-- START OF Source extract --

The 100,000 metre 2012 drilling program will primarily focus on extending the San Jose, San Amado and St Eduviges underground veins along strike and down dip. The surface program will test for new open pitable deposits westward along the PGR trend (PGR West) and at Cerro Blanco (St Librada SE). The Cerro Blanco target altered zone hosts surface values over a 1 kilometre long area and over 100 metres wide. There is an additional substantial-sized target on a parallel zone 300 metres southwest of Cerro Blanco.


El Chanate Highlights


During the quarter, the first phase of a five-phase expansion program was completed and the second phase is well advanced.


Phase 1 of the program targeted an average crushing and stacking rate of 18,000 tonnes per day. During the quarter the crushing and stacking rate averaged 17,833 tonnes per day, with an additional 317,652 tonnes of run-of-mine ore sent directly to the leach pad.


Phase 2 of the expansion program is well advanced with a target stacking and crushing rate of 21,000 tonnes per day. Crushing and stacking rates are expected to reach targeted levels during Q1 2012.

-- END OF Source extract --

• [Goal A]
Retype the part of the drilling and expansion update that starts at "During the quarter, the" and ends at "the leach pad.".
• [Goal B]
In the listing, rewrite the lines starting at the line containing "Put a marker on every instance of the bokeh" and ending at the line containing "136), (332, 93)]", including both. Replace "shelf-audit tool" with "catalog tool" and leave everything else unchanged.

-- START OF Data for this task --

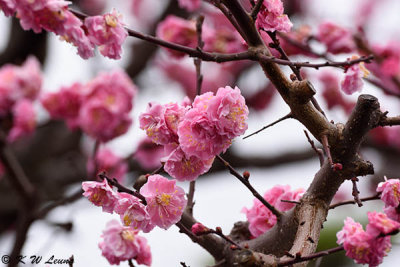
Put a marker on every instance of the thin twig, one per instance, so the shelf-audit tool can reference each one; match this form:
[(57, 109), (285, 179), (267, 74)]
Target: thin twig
[(327, 148), (256, 9), (276, 212), (190, 202), (355, 191), (288, 116), (197, 61), (311, 256), (319, 151), (374, 197)]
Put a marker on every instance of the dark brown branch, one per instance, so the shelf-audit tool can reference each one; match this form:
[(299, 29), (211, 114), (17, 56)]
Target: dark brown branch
[(337, 64), (311, 256), (244, 181), (319, 151), (374, 197), (288, 116)]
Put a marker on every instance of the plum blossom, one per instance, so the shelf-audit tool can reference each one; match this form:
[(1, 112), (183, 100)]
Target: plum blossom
[(108, 33), (149, 154), (133, 213), (55, 17), (183, 167), (100, 194), (209, 127), (260, 218), (161, 122), (190, 5), (123, 243), (110, 163), (8, 7), (337, 39), (165, 201), (390, 190), (353, 79), (271, 17), (24, 120), (332, 94), (65, 104), (199, 229), (105, 113), (367, 247), (19, 82), (177, 30)]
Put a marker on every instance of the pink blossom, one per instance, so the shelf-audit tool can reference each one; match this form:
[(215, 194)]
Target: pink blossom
[(271, 17), (392, 213), (133, 213), (165, 201), (177, 30), (366, 247), (332, 94), (199, 229), (93, 7), (209, 127), (229, 111), (65, 104), (18, 82), (161, 122), (260, 218), (199, 136), (102, 124), (8, 7), (183, 167), (107, 161), (390, 190), (108, 32), (24, 120), (390, 54), (122, 243), (100, 194), (353, 79), (105, 112), (337, 39), (114, 90), (149, 154), (54, 16), (379, 223), (190, 5)]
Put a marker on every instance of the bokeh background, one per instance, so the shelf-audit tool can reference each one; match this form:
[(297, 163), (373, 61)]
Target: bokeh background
[(55, 158)]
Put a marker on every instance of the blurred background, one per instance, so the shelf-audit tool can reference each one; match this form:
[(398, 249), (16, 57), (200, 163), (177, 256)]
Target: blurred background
[(55, 158)]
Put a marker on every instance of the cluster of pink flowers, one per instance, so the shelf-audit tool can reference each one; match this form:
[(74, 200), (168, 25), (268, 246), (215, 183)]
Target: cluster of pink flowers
[(352, 81), (367, 247), (19, 87), (122, 243), (165, 203), (336, 38), (100, 108), (107, 161), (106, 31), (390, 195), (271, 17), (183, 32), (260, 218), (192, 136), (332, 93)]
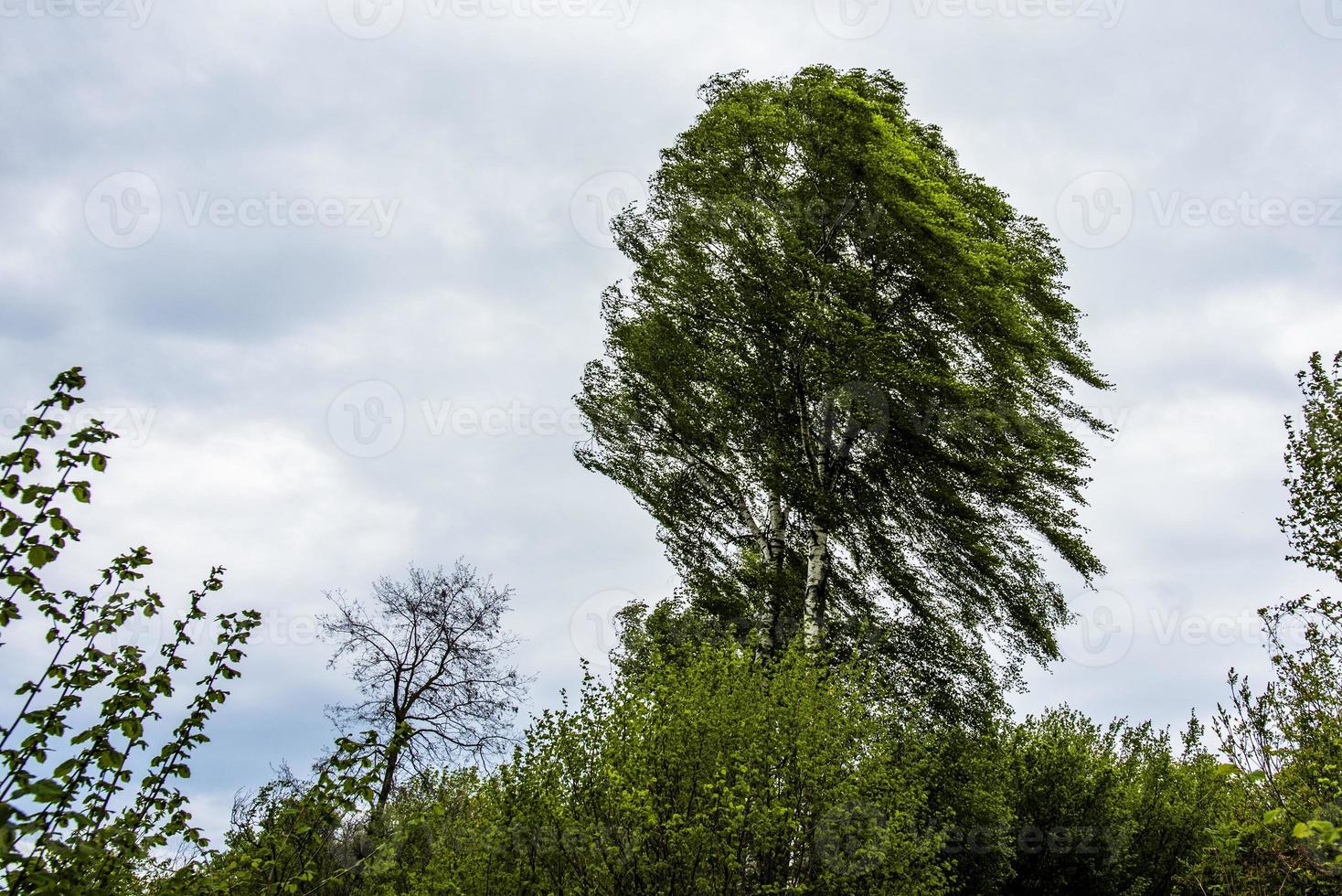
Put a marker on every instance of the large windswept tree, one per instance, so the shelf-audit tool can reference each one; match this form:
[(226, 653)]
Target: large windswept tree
[(842, 376)]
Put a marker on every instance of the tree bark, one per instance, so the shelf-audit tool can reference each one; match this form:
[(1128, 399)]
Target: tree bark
[(384, 793), (817, 574), (773, 560)]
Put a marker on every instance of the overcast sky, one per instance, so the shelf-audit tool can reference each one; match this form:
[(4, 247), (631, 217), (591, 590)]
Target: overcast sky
[(333, 270)]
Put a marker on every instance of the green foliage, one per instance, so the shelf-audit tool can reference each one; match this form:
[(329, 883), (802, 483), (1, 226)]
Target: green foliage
[(714, 772), (1107, 810), (1284, 742), (71, 757), (1314, 463), (840, 381), (719, 774)]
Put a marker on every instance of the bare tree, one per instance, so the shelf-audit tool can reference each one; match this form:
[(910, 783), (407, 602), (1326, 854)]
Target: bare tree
[(431, 659)]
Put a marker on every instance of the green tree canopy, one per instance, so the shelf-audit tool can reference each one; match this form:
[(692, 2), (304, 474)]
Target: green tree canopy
[(840, 377)]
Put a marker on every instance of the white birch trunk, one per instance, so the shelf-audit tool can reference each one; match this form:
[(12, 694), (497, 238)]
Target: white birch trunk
[(817, 571)]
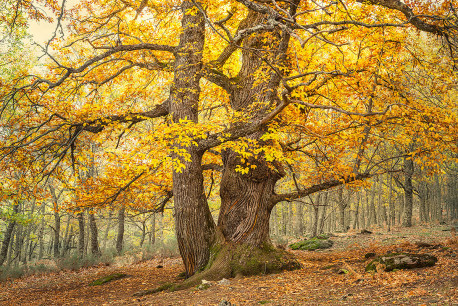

-- END OF Data for this task --

• [Expected answer A]
During the quarter, the first phase of a five-phase expansion program was completed and the second phase is well advanced.


Phase 1 of the program targeted an average crushing and stacking rate of 18,000 tonnes per day. During the quarter the crushing and stacking rate averaged 17,833 tonnes per day, with an additional 317,652 tonnes of run-of-mine ore sent directly to the leach pad.

• [Expected answer B]
Put a marker on every instance of the bokeh background, one per instance, so the catalog tool can reference each one; match this form:
[(297, 163), (373, 61)]
Target: bokeh background
[(55, 158)]
Put a marker on every instance of the blurred background, one per instance, so the catalog tool can reference each one; match this form:
[(398, 249), (16, 57), (200, 163), (177, 256)]
Target: blurred background
[(55, 158)]
Put a marker on every instance of the cluster of pink flowers, one per instance, so the catalog tool can reference each one; match this form:
[(74, 200), (168, 25), (268, 246), (215, 183)]
Target: cluster of pink flowers
[(352, 81), (367, 247), (19, 87), (122, 243), (165, 203), (336, 38), (100, 108), (107, 161), (106, 31), (390, 195), (271, 17), (183, 32), (260, 218), (192, 136), (332, 93)]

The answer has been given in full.